— QUOTED PASSAGE —

We made thin crust personal pizzas including the pizza dough and pizza sauce, salad with a homemade balsamic vinaigrette, and brownies.

We all had fun, and only one dish was broken! Ha!

I thought I would share my pizza sauce recipe with you today. Pizza sauce is really really easy to make, and it only has five ingredients. Also, it also only takes, oh, less than 10 minutes to make. It’s easy. But it tastes great!

This recipe makes more sauce than you’ll need for your pizza/pizzas (unless you’re making enough pizzas for a party). You can freeze the leftover sauce for later, or, what I usually like to do, is to use it as pasta sauce the next day. Add a little basil and/or oregano and you have marinara sauce. Add some chopped up olives, capers, and anchovies (or can tuna), and you have puttanesca sauce.
Or you can just make more pizzas. Never a bad idea, that. You can never have too much pizza, right? Right.

Pizza Sauce

  • 1 (28 oz.) can crushed tomatoes
  • 1/2 large onion (or 1 whole small onion), diced
  • 3 cloves minced garlic
  • 2 Tbsp. extra virgin olive oil
  • 1/4 tsp. salt (or to taste)
  1. Add olive oil to a large skillet over medium heat. Add onion and garlic, and saute gently for 3 – 4 minutes, or until onion turns translucent.
  2. Add onion and garlic to a blender along with the tomatoes. Blend until smooth. Return to skillet, add salt, and heat through.
  3. Use as pizza sauce, pasta sauce, etc. Can refrigerate up to one week, and freeze up to one month.

July 31, 2012 at 8:15 am Leave a comment

Roasted Vegetable & Pesto Pizza

I’m writing this post from my new desk at my mom’s office, where I’m helping out for the next few weeks.

It’s interesting to be working again. I haven’t worked full time in quite awhile now. I’m finding it difficult to fit in my workouts, cooking, and of course, blogging!
I got up  at 6:30 am yesterday morning, and did my workout before work, and today I got up at the same time and went to swim laps. 6:30 am wasn’t too bad for lap swimming really, as Hisa and I usually get up at 7 am, so it wasn’t that much of a difference. The main difference was I had to swim faster than usual, and I had to keep checking to clock to make sure we left in time, so I would have plenty of time to get ready when we got home.

Anyway, enough talk!
On to the pizza!

This is a great vegetarian pizza that’s a nice change from your regular tomato sauce pizza. Instead of tomato sauce, I used pesto as the base sauce on the pizza crust. Then I spread the shredded cheese over that, and roasted zucchini, onion, and green bell pepper on top.

You can make your own pesto in a food processor (which I really want to do, but have yet to try!), or just use the stuff in a jar like you buy in the grocery store.

— RECORDS —
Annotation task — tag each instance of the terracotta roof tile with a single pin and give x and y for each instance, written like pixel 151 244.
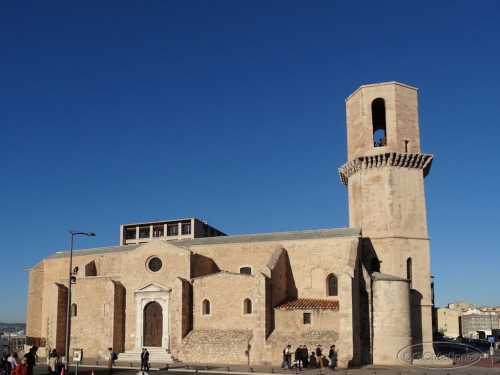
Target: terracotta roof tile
pixel 308 303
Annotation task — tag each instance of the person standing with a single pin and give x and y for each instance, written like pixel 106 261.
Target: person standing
pixel 111 360
pixel 298 358
pixel 14 361
pixel 287 357
pixel 319 357
pixel 30 363
pixel 332 354
pixel 145 359
pixel 21 368
pixel 305 356
pixel 53 361
pixel 6 365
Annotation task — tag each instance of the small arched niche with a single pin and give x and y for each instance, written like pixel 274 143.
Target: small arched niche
pixel 205 307
pixel 379 123
pixel 375 265
pixel 247 306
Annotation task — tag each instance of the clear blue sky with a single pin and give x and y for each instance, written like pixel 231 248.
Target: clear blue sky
pixel 116 112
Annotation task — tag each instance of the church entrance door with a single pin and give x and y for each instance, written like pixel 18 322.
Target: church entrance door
pixel 153 324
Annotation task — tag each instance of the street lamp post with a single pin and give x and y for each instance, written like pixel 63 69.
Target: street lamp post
pixel 68 307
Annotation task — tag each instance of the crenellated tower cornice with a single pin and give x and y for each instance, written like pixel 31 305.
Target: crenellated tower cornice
pixel 387 159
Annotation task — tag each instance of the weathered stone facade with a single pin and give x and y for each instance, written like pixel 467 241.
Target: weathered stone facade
pixel 241 299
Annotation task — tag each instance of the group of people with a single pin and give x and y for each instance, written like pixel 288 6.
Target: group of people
pixel 13 365
pixel 302 359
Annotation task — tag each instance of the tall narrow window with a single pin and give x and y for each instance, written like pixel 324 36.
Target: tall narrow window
pixel 333 286
pixel 375 265
pixel 378 122
pixel 409 270
pixel 307 318
pixel 206 307
pixel 247 306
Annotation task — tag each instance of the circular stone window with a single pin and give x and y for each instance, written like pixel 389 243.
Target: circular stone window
pixel 154 264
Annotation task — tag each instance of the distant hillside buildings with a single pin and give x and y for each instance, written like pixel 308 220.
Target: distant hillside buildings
pixel 466 320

— REQUEST 1 —
Decide whether each statement agrees with the pizza posts, answering yes or no and quoting the words that settle it. (a) The pizza sauce uses five ingredients. (b) The sauce can be frozen for up to three months. (c) The pesto pizza was topped with roasted mushrooms.
— REQUEST 2 —
According to the pizza posts, how long are the onion and garlic sautéed for the sauce?
The items play no part in this work.

— RESPONSE 1 —
(a) Yes: "it only has five ingredients."
(b) No: "freeze up to one month."
(c) No: "roasted zucchini, onion, and green bell pepper on top."

— RESPONSE 2 —
For 3 to 4 minutes, or until the onion turns translucent.